Entries excerpted from a collection
--*--
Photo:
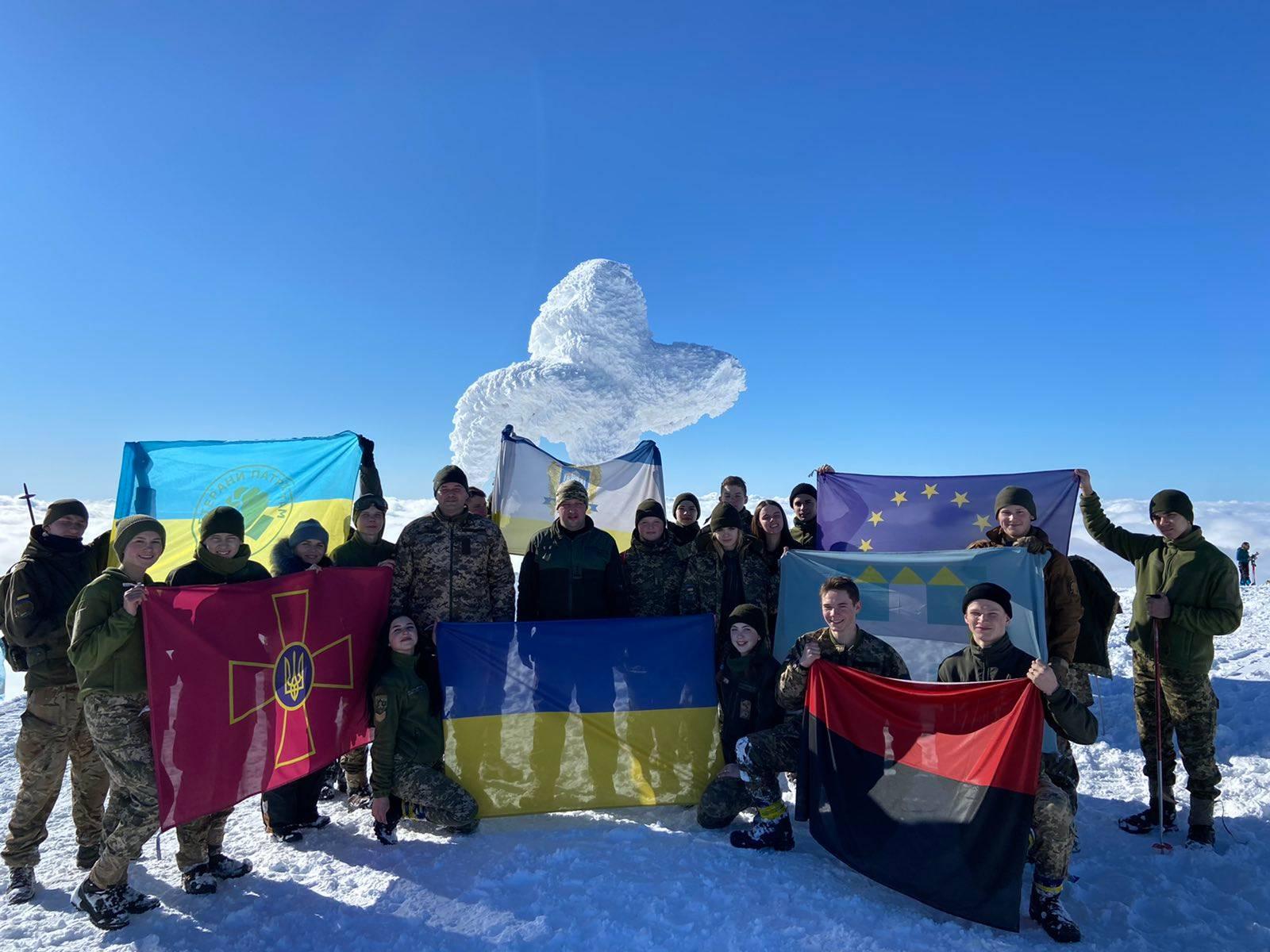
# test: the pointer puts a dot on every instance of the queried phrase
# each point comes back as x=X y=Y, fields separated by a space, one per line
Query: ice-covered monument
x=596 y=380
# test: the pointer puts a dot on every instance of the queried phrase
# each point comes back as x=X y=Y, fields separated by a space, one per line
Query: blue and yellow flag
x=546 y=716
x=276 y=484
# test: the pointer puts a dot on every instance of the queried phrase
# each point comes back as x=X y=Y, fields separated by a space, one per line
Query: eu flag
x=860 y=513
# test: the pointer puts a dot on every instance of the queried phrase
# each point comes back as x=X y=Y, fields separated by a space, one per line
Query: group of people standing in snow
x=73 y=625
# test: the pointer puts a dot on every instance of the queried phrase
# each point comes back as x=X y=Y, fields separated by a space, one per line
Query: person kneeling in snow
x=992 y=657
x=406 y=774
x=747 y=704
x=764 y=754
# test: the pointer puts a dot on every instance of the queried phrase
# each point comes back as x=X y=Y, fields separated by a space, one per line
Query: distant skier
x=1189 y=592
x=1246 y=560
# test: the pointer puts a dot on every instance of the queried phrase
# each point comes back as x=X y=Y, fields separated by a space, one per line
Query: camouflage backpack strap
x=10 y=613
--*--
REQUIREMENTS
Pull out every line in the entries above that contains the string "Query".

TASK RESPONSE
Query: ice-covered monument
Query: blue and yellow flag
Query: eu flag
Query: group of people standing in snow
Query: person kneeling in snow
Query: distant skier
Query: camouflage backpack strap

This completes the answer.